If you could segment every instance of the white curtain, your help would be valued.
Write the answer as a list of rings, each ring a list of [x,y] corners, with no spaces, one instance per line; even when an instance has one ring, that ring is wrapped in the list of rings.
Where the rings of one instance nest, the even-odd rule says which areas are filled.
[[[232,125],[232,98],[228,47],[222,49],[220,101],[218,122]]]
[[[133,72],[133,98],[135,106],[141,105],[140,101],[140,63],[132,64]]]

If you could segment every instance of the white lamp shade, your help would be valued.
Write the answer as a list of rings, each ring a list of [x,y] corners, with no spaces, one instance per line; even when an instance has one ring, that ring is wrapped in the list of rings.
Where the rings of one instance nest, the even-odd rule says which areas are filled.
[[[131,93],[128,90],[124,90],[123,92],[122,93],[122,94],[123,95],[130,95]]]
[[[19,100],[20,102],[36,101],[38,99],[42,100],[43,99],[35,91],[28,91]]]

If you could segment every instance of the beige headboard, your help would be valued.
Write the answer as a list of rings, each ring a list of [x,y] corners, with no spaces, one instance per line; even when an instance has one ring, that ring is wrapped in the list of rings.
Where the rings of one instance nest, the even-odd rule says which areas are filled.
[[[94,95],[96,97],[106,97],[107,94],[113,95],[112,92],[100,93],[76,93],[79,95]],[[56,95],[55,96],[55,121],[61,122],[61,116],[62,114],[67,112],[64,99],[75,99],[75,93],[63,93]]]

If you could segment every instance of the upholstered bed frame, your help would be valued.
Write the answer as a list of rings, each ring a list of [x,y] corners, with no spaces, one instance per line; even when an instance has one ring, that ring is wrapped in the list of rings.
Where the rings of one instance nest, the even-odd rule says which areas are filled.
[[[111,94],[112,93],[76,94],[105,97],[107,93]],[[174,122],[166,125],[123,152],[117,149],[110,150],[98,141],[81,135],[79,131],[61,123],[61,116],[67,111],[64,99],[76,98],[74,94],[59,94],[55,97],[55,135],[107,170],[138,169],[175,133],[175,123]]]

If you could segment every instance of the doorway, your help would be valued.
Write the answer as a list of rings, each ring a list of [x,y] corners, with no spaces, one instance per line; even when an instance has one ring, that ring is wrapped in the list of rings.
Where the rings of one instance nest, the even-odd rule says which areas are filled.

WRITTEN TASK
Recast every line of the data above as a JSON list of strings, one string per line, with blank lines omitted.

FINAL RESULT
[
  "If you could segment every instance of the white curtain, your help would be valued.",
  "Write the answer as a list of rings, each ring a list of [x,y] corners, with no spaces, one instance per line; even when an instance has one ring, that ring is wrapped in the list of rings.",
  "Where the rings of one instance nest, the even-odd rule says which areas are filled.",
  "[[[232,125],[232,98],[228,47],[222,49],[220,101],[218,122]]]",
  "[[[133,72],[133,98],[135,106],[141,105],[140,101],[140,63],[132,64]]]",
  "If you could segment every instance of the white lamp shade, your help would be valued.",
  "Write the answer as a list of rings, each ring a list of [x,y] corners, with no spaces, one instance per line; even when an instance has one ring, that ring is wrapped in the list of rings.",
  "Where the rings of one instance nest, the even-odd rule says which areas are filled.",
  "[[[131,93],[128,90],[124,90],[123,92],[122,93],[122,94],[123,95],[130,95]]]",
  "[[[19,100],[20,102],[36,101],[38,99],[42,100],[43,99],[35,91],[28,91]]]",
  "If you could segment every instance of the beige headboard, your help would be valued.",
  "Write the answer as a list of rings, each ring a list of [x,y] corners, with no spaces, one instance per line; even when an instance has one ring, that ring is wrapped in the list of rings.",
  "Where the rings of one instance nest, the even-odd rule says which areas are filled.",
  "[[[94,95],[96,97],[106,97],[107,94],[113,95],[112,92],[100,93],[76,93],[79,95]],[[56,95],[55,96],[55,121],[61,122],[61,116],[62,114],[67,112],[64,99],[75,99],[75,93],[63,93]]]",
  "If you could segment every instance of the upholstered bed frame, your help would be valued.",
  "Write the answer as a list of rings, each ring a list of [x,y] corners, with no spaces, one instance per line; even when an instance has one ring, that ring is wrapped in the list of rings.",
  "Where the rings of one instance nest, the even-odd rule says which areas are filled.",
  "[[[111,94],[112,93],[76,94],[105,97],[107,93]],[[174,122],[166,125],[123,152],[117,149],[110,150],[98,141],[81,135],[79,131],[61,123],[61,116],[67,111],[64,99],[76,98],[74,94],[59,94],[55,97],[55,135],[107,170],[138,169],[175,133],[175,123]]]",
  "If you could segment every instance of the doorway, your help would be valued.",
  "Write the answer as a list of rings, each ring a list of [x,y] corners, with no spaces, one instance per line; even when an instance has one ring, that ring is wrapped in the list of rings.",
  "Where the rings of one instance nest, the even-odd rule says which areas are filled."
]